Look below for the line containing "in white t-shirt". Output it and each remaining line of the entries exactly, and nothing else.

(Shape labeling records)
# # # # #

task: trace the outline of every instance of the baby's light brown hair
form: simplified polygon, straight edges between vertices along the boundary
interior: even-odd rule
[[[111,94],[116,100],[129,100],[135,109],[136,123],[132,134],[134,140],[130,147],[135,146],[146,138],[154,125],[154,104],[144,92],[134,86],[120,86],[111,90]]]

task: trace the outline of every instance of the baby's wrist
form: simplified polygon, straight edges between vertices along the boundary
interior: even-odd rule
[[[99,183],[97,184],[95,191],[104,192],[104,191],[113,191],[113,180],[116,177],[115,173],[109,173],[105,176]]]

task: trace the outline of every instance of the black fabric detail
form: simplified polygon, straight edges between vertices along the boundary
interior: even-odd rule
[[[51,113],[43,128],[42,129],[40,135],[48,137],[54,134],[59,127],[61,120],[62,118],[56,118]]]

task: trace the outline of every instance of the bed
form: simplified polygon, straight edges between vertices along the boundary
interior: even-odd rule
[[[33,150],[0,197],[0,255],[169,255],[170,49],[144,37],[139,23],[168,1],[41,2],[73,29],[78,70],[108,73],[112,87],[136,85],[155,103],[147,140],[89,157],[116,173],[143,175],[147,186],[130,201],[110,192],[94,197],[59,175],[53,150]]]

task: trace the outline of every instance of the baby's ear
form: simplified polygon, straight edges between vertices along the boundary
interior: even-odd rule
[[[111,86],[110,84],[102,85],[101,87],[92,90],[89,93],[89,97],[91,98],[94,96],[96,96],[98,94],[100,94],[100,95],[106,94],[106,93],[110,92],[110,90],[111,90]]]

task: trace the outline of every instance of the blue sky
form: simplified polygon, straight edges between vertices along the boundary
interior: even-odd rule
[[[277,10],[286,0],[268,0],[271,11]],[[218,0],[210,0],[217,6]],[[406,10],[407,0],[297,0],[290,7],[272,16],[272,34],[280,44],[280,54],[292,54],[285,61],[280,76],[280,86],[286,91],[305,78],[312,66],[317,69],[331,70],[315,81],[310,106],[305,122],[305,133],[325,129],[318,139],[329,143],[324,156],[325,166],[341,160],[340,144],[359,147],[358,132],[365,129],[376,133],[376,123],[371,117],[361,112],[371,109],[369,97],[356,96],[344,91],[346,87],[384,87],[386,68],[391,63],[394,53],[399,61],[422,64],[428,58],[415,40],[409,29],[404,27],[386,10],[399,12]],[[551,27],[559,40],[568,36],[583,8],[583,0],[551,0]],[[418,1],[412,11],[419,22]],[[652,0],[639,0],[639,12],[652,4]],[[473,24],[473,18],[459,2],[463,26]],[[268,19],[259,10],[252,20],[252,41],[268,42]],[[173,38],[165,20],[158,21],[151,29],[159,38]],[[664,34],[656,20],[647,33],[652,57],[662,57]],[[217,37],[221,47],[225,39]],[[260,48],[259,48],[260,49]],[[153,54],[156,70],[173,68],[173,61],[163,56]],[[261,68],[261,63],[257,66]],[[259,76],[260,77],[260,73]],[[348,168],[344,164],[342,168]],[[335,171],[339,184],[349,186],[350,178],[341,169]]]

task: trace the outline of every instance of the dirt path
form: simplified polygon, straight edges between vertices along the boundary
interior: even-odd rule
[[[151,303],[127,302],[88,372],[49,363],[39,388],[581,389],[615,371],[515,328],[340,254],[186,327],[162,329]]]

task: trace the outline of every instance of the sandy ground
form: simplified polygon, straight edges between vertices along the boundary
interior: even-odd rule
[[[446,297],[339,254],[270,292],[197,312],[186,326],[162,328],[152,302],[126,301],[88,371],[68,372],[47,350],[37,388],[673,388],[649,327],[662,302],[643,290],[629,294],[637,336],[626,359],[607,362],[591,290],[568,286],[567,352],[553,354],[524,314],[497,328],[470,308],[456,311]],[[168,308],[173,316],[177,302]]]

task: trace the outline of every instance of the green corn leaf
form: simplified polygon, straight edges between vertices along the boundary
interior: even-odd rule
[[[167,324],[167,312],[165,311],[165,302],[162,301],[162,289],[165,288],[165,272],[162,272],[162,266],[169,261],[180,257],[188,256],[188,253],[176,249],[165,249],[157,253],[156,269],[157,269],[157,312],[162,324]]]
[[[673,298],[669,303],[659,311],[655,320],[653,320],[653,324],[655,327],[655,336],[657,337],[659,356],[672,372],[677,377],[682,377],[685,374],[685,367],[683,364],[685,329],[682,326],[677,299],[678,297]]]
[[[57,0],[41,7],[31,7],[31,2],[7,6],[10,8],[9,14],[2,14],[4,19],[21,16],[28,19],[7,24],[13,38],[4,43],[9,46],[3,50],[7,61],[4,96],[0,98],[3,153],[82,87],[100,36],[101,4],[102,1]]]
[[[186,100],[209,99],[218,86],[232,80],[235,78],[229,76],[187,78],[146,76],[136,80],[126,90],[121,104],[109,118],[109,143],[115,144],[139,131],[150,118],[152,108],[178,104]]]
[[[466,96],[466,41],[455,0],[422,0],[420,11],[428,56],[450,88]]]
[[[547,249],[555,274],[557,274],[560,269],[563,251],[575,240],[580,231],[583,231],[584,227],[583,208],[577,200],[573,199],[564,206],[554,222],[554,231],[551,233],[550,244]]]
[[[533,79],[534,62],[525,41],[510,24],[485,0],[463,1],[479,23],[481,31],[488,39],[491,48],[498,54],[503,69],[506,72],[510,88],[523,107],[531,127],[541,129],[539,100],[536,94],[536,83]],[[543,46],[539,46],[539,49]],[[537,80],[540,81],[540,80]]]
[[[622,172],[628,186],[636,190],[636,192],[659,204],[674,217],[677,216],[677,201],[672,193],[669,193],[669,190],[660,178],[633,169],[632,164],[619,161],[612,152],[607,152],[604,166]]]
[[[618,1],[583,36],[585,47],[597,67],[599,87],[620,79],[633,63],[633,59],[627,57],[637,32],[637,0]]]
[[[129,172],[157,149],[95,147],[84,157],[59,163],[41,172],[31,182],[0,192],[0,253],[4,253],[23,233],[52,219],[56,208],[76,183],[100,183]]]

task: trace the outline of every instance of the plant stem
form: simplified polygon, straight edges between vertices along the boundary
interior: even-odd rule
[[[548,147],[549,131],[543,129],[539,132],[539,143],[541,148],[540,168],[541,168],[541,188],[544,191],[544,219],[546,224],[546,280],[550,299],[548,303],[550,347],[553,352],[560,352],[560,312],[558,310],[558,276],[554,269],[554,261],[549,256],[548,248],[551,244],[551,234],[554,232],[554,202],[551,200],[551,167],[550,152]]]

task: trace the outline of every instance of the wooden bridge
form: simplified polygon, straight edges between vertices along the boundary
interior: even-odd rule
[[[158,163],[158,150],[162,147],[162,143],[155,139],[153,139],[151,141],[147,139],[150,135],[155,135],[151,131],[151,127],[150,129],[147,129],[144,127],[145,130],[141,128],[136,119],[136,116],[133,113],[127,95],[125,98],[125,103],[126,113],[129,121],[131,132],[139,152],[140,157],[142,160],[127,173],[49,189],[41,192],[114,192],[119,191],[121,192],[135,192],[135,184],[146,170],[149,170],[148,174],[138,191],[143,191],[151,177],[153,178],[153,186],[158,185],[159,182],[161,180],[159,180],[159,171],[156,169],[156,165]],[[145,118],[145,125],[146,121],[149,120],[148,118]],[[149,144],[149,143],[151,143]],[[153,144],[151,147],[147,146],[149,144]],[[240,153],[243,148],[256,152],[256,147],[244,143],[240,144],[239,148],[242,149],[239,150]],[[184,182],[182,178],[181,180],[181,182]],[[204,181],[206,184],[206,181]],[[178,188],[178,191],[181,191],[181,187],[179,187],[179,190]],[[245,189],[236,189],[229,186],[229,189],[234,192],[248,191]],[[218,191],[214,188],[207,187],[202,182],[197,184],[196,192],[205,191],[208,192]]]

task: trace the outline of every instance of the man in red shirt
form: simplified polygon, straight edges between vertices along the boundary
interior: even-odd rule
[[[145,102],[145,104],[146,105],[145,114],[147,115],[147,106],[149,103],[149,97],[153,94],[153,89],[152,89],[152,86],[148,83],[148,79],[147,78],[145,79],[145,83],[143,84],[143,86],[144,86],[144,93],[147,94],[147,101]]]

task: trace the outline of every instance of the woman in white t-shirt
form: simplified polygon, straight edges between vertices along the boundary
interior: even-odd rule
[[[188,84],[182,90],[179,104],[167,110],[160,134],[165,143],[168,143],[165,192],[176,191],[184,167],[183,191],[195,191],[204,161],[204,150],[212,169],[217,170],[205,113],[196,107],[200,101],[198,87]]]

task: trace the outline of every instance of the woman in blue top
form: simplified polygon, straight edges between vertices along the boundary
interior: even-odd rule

# # # # #

## [Task response]
task: trace the outline of every instance of the woman in white t-shirt
form: simplified polygon, straight edges between vertices along the boundary
interior: even-odd rule
[[[188,84],[182,90],[179,104],[167,110],[160,134],[165,143],[168,143],[165,192],[176,191],[184,167],[183,191],[195,191],[204,161],[204,150],[212,169],[217,170],[205,113],[196,107],[200,101],[198,87]]]

task: trace the outline of every instance of the woman in blue top
form: simplified polygon, straight edges between vertices along the boundary
interior: even-odd rule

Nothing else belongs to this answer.